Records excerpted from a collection

'''

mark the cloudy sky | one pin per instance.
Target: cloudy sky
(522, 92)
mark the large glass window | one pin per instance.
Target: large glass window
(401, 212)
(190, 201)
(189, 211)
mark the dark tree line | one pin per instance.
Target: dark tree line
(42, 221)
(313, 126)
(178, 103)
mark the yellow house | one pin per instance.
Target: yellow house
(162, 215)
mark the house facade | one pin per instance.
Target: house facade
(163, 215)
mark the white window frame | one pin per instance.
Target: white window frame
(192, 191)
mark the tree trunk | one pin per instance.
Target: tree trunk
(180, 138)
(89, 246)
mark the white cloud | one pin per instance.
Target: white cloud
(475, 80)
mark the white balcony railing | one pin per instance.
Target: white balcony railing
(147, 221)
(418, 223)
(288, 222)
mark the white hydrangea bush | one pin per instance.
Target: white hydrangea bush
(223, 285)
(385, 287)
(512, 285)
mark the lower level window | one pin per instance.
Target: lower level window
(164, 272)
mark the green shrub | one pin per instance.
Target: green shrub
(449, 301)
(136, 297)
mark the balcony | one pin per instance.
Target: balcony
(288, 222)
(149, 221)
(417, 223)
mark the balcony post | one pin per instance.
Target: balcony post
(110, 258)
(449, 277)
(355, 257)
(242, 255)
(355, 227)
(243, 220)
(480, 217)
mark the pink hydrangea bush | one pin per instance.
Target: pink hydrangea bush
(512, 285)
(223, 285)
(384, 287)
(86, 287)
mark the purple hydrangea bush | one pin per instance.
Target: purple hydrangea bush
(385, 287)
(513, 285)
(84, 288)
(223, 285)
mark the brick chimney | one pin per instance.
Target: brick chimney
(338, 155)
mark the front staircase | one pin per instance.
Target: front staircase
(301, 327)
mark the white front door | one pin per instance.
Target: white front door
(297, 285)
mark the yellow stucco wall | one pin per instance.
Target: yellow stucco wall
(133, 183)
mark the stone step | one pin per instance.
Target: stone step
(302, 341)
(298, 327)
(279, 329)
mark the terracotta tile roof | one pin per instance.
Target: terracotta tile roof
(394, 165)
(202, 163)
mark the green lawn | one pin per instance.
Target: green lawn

'''

An exact reproduction of all the records is required.

FINISHED EXERCISE:
mark the cloudy sky | one pin per instance.
Target: cloudy sky
(522, 92)
mark the large glass window | one pin per instance.
Target: large glass window
(401, 212)
(190, 201)
(189, 211)
mark the dark tree line | one pin per instance.
Target: dark tree line
(42, 221)
(313, 126)
(178, 103)
mark the yellow house | one pin per instance.
Target: yellow house
(162, 215)
mark the house facade | one pin per instance.
Target: house facade
(163, 215)
mark the white window frame | one pin per instance.
Target: white window frame
(192, 191)
mark the tree trunk | one pin per instance.
Target: tree trunk
(180, 138)
(89, 246)
mark the white cloud | one pin per instance.
Target: white cloud
(475, 80)
mark the white balcony railing | one pin per instance.
Target: white balcony railing
(147, 221)
(418, 223)
(288, 222)
mark the white hydrangea bush | one pin per instance.
Target: white hydrangea bush
(223, 285)
(385, 287)
(512, 285)
mark the lower level window | one pin per instance.
Target: lower level window
(164, 272)
mark the green shrub | one pin per instance.
Target: green shrub
(449, 301)
(136, 297)
mark the balcony | one pin per instance.
Target: balcony
(288, 222)
(149, 221)
(417, 223)
mark the balcony post | one pin per instance.
Target: balcony post
(110, 258)
(449, 277)
(355, 257)
(242, 255)
(355, 227)
(243, 220)
(480, 217)
mark the pink hydrangea bush | one pin per instance.
Target: pink hydrangea bush
(512, 285)
(223, 285)
(384, 287)
(86, 287)
mark the purple hydrangea bush | one pin per instance.
Target: purple hydrangea bush
(385, 287)
(513, 285)
(84, 288)
(223, 285)
mark the brick chimney | one pin per instance.
Target: brick chimney
(338, 155)
mark the front staircase | one pin per instance.
Target: front staircase
(301, 327)
mark the white front door | one pin per instance.
Target: white front door
(297, 285)
mark the yellow stucco wall | one pin per instance.
Target: yellow stucco wall
(133, 183)
mark the stone step | one pin per instance.
Target: stone step
(302, 341)
(298, 327)
(279, 329)
mark the terracotta tile roof | one pin per instance.
Target: terracotta tile roof
(394, 165)
(202, 163)
mark the green lawn | one pin per instance.
Target: green lawn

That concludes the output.